Picture annotation entries
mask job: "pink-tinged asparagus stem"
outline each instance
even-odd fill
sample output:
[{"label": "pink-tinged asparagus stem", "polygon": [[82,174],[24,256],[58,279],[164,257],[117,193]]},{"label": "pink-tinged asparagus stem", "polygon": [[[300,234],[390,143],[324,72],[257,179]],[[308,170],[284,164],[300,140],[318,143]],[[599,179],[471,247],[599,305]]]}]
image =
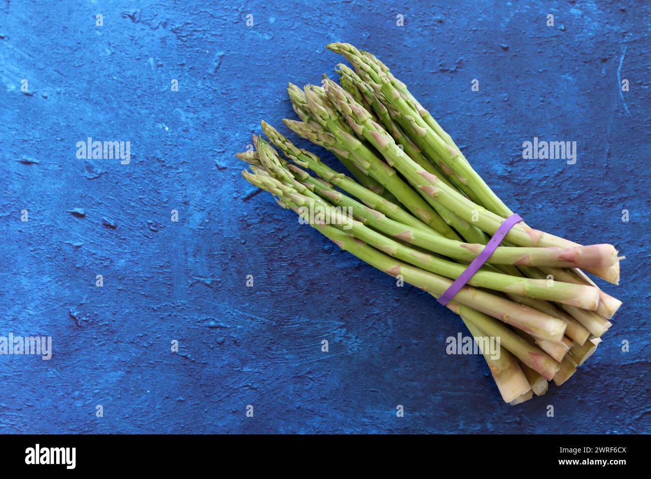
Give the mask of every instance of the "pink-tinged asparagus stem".
[{"label": "pink-tinged asparagus stem", "polygon": [[[261,143],[260,146],[261,157],[266,157],[268,155],[262,154],[265,151],[263,144]],[[272,169],[271,166],[270,166],[270,170]],[[414,266],[452,279],[458,278],[465,269],[464,265],[415,250],[388,238],[367,227],[363,223],[342,214],[340,209],[338,210],[325,201],[320,201],[320,199],[314,199],[314,196],[310,197],[301,195],[292,186],[283,184],[279,179],[268,177],[257,179],[250,176],[245,177],[260,188],[264,188],[265,184],[268,184],[275,191],[283,190],[293,205],[299,208],[306,207],[306,209],[310,211],[318,210],[325,216],[329,224],[348,231],[351,236]],[[547,283],[546,280],[531,280],[480,270],[470,278],[467,283],[502,292],[563,302],[580,308],[596,307],[598,297],[595,288],[559,282],[553,282],[551,284]]]},{"label": "pink-tinged asparagus stem", "polygon": [[[469,319],[463,316],[461,319],[473,338],[487,337],[488,335],[473,324]],[[490,353],[484,351],[481,341],[478,341],[477,345],[488,364],[493,379],[505,402],[510,403],[531,390],[531,386],[522,373],[518,364],[518,360],[513,355],[506,349],[501,347],[499,357],[496,358]]]},{"label": "pink-tinged asparagus stem", "polygon": [[547,392],[549,385],[547,379],[521,362],[520,362],[520,369],[522,370],[523,373],[531,386],[531,390],[536,396],[542,396]]},{"label": "pink-tinged asparagus stem", "polygon": [[[319,196],[331,203],[352,209],[355,212],[355,216],[368,226],[378,229],[387,236],[413,246],[464,261],[471,261],[486,247],[484,244],[464,243],[436,235],[424,224],[420,223],[409,215],[407,212],[383,198],[373,195],[352,180],[326,167],[315,155],[307,154],[309,152],[296,148],[293,143],[268,124],[263,122],[262,127],[274,144],[279,146],[288,158],[298,164],[306,166],[326,179],[330,179],[330,181],[333,181],[338,186],[357,196],[373,209],[365,208],[361,203],[335,190],[331,185],[311,177],[307,172],[294,165],[288,166],[295,173],[295,176],[299,177],[301,181],[310,183],[311,188]],[[243,155],[242,159],[245,160],[247,157],[255,153],[240,154]],[[238,158],[240,157],[238,156]],[[383,214],[374,210],[380,208]],[[409,224],[404,224],[406,219],[409,220],[411,222]],[[499,246],[491,255],[488,262],[490,264],[510,265],[518,263],[523,257],[526,256],[531,263],[535,265],[570,265],[561,264],[564,260],[561,260],[558,257],[559,254],[564,250],[563,248],[555,248]],[[577,340],[575,338],[572,339]]]},{"label": "pink-tinged asparagus stem", "polygon": [[567,324],[565,329],[565,334],[574,342],[578,344],[583,344],[590,337],[590,331],[585,328],[579,321],[570,316],[564,311],[561,311],[551,303],[533,298],[527,298],[523,296],[517,296],[516,295],[508,295],[508,297],[514,301],[531,306],[538,311],[546,313],[550,316],[562,319]]},{"label": "pink-tinged asparagus stem", "polygon": [[[585,275],[580,276],[580,271],[574,270],[567,270],[553,267],[539,267],[541,271],[546,274],[551,274],[555,279],[562,281],[566,283],[574,283],[575,284],[583,284],[587,285],[594,285],[590,278]],[[607,294],[601,289],[599,290],[599,306],[596,312],[604,316],[607,319],[610,319],[622,306],[622,302],[616,298],[613,298],[610,295]]]},{"label": "pink-tinged asparagus stem", "polygon": [[554,384],[557,386],[560,386],[569,379],[570,377],[575,372],[576,368],[572,364],[570,359],[566,356],[561,362],[561,368],[556,371],[556,374],[554,375],[554,377],[553,378]]},{"label": "pink-tinged asparagus stem", "polygon": [[588,311],[569,304],[557,304],[572,316],[574,316],[586,329],[590,331],[592,336],[596,338],[601,337],[613,325],[612,323],[594,311]]},{"label": "pink-tinged asparagus stem", "polygon": [[499,338],[501,347],[508,349],[520,361],[547,379],[551,380],[560,367],[559,363],[544,351],[520,338],[510,328],[488,315],[454,300],[450,301],[447,306],[488,336]]},{"label": "pink-tinged asparagus stem", "polygon": [[[264,185],[256,183],[252,176],[245,171],[243,175],[247,181],[264,189]],[[281,190],[271,189],[270,192],[282,196]],[[280,194],[279,194],[280,192]],[[294,210],[301,212],[296,208]],[[412,284],[438,297],[452,284],[452,280],[428,271],[398,261],[359,240],[354,239],[335,226],[327,224],[315,225],[310,223],[340,248],[371,266],[394,278],[400,276],[405,282]],[[521,329],[531,336],[551,341],[560,341],[564,332],[566,323],[557,318],[549,316],[533,308],[518,304],[507,299],[486,293],[476,288],[465,286],[454,297],[455,300],[470,308],[476,308],[496,317],[507,324]]]},{"label": "pink-tinged asparagus stem", "polygon": [[583,345],[575,344],[570,348],[568,358],[574,366],[579,367],[597,350],[597,346],[601,341],[601,338],[594,338],[585,341]]}]

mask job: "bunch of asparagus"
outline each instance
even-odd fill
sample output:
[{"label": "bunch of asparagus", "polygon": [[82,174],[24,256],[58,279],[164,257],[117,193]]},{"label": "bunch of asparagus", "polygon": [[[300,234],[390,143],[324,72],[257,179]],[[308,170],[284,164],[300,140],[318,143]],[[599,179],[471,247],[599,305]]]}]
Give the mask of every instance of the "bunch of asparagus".
[{"label": "bunch of asparagus", "polygon": [[[249,164],[242,174],[341,249],[438,298],[513,212],[383,63],[327,48],[353,68],[337,65],[340,85],[325,74],[320,85],[290,83],[301,121],[283,123],[355,179],[264,121],[269,141],[254,136],[255,149],[236,155]],[[446,304],[473,336],[499,338],[498,359],[482,353],[505,401],[544,394],[592,354],[622,303],[579,269],[617,284],[622,259],[520,222]]]}]

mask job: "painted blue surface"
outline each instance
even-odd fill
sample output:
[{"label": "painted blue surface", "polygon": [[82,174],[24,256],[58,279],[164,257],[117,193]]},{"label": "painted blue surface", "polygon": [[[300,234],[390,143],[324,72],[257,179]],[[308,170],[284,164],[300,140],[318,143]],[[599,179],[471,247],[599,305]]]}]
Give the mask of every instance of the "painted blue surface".
[{"label": "painted blue surface", "polygon": [[[648,432],[651,8],[452,3],[3,3],[0,335],[53,353],[0,356],[0,432]],[[628,257],[561,388],[505,405],[482,358],[446,355],[458,317],[240,177],[259,120],[294,117],[287,82],[340,61],[331,41],[389,65],[529,224]],[[88,136],[130,163],[77,159]],[[534,136],[576,141],[576,164],[523,160]]]}]

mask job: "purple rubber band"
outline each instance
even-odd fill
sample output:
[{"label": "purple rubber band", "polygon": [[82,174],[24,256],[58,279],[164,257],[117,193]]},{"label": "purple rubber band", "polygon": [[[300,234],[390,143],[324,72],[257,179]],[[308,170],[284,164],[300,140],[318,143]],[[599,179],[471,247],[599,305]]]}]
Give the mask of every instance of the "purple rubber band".
[{"label": "purple rubber band", "polygon": [[445,292],[441,295],[441,297],[438,299],[439,302],[443,306],[447,304],[448,301],[454,297],[454,295],[459,292],[459,290],[465,285],[465,283],[470,280],[473,275],[488,261],[490,255],[493,254],[493,252],[502,242],[504,237],[506,235],[507,233],[511,231],[511,228],[515,226],[516,223],[519,223],[521,221],[522,221],[522,218],[520,218],[519,214],[515,213],[505,220],[499,227],[497,228],[497,231],[495,232],[493,237],[490,239],[486,248],[482,250],[481,253],[477,255],[472,263],[468,265],[468,267],[465,269],[465,270],[460,274],[458,278],[454,280],[452,283],[450,285],[450,287],[446,289]]}]

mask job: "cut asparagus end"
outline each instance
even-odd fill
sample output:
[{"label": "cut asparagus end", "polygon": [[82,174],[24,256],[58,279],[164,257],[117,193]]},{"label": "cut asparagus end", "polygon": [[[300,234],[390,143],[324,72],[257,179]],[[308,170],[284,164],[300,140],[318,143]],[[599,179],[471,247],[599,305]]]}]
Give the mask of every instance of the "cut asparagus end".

**Task requirements**
How many lines in the records above contain the word "mask"? Reply with the count alone.

**Correct answer**
10